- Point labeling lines
--

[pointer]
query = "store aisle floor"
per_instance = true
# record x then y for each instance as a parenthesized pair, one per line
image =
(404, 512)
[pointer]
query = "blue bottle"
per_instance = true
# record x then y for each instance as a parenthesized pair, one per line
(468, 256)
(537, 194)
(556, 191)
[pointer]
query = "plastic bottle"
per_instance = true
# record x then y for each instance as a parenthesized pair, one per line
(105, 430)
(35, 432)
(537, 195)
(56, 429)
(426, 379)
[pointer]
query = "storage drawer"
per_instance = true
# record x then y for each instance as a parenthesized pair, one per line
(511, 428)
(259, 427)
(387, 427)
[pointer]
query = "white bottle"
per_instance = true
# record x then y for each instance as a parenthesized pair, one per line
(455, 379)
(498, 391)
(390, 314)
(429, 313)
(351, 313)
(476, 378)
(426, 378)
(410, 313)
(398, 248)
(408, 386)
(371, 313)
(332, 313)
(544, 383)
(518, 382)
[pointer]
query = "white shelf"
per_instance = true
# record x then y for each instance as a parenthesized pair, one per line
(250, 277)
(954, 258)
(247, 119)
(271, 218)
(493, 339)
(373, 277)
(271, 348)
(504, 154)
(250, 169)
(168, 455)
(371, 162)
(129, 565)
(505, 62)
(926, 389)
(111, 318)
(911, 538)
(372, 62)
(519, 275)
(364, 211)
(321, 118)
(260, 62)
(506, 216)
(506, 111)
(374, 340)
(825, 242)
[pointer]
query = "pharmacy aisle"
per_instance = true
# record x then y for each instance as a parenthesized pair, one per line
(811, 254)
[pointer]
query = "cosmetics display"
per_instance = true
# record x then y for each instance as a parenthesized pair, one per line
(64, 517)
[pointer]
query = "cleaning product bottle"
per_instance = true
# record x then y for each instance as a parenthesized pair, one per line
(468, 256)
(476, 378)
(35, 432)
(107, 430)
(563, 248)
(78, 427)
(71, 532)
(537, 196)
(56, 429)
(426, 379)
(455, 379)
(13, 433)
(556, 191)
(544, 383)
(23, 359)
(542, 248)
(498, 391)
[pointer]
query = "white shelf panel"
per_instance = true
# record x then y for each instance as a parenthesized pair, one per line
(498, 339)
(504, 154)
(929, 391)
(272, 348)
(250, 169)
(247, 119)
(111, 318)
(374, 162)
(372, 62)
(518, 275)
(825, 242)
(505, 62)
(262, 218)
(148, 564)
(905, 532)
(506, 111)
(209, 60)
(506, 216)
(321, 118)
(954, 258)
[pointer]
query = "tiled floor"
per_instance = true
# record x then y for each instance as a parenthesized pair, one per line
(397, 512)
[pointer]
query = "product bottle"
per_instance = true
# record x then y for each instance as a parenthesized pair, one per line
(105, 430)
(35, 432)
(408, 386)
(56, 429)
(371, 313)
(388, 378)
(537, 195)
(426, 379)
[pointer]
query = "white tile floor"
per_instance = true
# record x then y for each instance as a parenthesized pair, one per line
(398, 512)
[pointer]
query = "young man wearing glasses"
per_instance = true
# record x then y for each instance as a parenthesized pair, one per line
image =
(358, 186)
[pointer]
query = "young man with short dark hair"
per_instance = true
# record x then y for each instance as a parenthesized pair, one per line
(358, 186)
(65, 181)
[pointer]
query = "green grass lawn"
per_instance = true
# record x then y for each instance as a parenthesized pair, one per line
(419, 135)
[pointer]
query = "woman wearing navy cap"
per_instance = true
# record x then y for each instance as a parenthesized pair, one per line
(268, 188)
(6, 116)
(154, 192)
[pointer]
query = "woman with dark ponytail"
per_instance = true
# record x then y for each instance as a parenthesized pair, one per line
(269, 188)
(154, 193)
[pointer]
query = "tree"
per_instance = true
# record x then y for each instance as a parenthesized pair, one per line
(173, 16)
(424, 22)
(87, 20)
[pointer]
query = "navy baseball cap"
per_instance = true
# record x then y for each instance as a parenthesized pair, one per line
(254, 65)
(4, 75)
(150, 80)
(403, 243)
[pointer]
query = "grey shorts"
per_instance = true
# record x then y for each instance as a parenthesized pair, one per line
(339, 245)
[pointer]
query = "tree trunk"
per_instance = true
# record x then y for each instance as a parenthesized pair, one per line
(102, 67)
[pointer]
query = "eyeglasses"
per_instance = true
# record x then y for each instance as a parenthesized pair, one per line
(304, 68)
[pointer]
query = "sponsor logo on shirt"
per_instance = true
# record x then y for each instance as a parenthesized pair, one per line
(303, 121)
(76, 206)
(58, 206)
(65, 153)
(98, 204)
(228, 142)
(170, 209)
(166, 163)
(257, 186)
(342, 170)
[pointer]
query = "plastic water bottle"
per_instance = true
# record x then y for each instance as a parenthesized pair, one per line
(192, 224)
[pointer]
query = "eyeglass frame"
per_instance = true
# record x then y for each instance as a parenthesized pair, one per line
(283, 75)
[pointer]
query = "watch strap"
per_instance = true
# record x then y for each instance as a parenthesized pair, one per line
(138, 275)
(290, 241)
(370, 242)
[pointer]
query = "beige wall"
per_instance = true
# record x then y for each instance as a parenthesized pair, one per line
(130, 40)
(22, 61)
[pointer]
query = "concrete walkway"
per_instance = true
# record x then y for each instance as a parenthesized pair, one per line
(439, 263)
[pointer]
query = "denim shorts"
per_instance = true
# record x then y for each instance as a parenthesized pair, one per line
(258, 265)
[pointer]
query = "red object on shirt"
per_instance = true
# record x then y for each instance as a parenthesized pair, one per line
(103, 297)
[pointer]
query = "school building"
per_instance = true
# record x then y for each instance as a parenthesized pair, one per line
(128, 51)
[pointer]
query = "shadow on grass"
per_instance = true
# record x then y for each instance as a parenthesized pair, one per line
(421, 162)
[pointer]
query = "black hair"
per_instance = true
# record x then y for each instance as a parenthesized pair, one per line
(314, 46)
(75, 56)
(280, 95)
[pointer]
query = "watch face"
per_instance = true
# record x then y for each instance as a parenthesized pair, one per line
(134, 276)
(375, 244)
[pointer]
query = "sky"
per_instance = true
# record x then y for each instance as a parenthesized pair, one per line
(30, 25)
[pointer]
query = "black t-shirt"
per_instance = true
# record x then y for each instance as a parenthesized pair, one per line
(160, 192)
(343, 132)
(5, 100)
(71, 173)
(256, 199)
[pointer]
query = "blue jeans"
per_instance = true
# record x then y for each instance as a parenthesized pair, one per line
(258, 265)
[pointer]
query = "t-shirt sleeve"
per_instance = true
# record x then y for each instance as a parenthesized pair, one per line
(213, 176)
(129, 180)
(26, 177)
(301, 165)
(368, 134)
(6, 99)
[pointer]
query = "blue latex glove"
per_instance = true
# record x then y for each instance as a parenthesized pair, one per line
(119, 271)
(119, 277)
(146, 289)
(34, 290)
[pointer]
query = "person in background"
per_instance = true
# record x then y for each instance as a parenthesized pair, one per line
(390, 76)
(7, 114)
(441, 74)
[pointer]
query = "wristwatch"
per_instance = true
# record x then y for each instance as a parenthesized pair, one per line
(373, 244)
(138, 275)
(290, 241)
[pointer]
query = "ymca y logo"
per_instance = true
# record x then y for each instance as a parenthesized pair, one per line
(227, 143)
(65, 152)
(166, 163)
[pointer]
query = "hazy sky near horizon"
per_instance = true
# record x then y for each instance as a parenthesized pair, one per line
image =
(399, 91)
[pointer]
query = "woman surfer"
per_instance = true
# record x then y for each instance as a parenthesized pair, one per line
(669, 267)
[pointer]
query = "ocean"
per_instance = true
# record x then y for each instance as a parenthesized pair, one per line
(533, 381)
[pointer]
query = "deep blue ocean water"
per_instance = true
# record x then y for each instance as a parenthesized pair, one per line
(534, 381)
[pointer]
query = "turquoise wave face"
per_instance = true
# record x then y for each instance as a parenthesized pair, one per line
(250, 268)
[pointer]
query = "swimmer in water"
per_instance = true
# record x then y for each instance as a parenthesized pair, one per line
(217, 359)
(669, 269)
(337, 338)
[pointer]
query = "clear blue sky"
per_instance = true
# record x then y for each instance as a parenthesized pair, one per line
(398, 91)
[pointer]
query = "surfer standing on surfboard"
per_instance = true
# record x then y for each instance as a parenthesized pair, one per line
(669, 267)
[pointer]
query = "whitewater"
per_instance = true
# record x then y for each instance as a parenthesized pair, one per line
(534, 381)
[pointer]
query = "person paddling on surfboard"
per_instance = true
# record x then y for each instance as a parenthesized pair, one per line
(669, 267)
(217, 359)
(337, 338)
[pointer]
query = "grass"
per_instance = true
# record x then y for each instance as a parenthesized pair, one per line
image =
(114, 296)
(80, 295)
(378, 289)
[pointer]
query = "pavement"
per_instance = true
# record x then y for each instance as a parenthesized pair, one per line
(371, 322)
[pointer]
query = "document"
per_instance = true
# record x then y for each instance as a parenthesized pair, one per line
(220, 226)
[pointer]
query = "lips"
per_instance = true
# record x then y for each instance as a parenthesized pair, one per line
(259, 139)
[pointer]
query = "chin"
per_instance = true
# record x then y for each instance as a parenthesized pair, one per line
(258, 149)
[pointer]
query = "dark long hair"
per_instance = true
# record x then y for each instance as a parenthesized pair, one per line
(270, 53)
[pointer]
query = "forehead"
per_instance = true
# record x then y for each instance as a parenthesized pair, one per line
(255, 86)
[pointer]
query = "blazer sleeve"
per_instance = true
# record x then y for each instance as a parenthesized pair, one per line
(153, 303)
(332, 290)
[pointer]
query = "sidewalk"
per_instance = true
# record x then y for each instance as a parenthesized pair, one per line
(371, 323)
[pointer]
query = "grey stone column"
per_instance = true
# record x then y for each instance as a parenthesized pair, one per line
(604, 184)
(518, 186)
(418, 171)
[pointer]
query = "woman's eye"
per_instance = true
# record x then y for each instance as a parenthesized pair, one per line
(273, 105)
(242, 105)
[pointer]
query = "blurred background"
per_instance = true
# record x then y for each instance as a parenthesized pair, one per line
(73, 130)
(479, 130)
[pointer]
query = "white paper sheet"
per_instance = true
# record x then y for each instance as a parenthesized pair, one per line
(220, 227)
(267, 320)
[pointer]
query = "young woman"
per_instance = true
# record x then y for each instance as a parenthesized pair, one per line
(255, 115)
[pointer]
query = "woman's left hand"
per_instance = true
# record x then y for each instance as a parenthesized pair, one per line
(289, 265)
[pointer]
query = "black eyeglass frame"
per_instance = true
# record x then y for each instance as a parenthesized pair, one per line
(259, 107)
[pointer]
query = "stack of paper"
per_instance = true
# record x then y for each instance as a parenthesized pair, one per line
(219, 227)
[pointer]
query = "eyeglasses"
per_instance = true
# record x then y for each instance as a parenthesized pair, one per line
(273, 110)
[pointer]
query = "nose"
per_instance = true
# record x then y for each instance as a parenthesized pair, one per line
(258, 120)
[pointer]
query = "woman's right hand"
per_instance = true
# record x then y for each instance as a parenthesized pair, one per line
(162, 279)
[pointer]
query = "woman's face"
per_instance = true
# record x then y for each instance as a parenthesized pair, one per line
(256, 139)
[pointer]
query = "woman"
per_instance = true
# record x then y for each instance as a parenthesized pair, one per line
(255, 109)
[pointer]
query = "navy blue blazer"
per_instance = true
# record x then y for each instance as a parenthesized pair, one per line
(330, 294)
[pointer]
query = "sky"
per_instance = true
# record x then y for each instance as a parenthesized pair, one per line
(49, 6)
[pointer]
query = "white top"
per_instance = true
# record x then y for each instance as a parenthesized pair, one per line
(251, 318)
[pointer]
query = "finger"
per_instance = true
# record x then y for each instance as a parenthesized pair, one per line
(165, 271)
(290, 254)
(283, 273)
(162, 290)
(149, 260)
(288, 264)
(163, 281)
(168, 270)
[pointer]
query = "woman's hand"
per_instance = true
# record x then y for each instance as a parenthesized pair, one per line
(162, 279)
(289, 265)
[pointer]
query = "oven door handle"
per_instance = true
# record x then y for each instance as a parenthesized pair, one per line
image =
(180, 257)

--

- PROMPT
Collect every line above that holds the word "shelf", with case counting.

- RESPONSE
query = "white shelf"
query = "white shelf panel"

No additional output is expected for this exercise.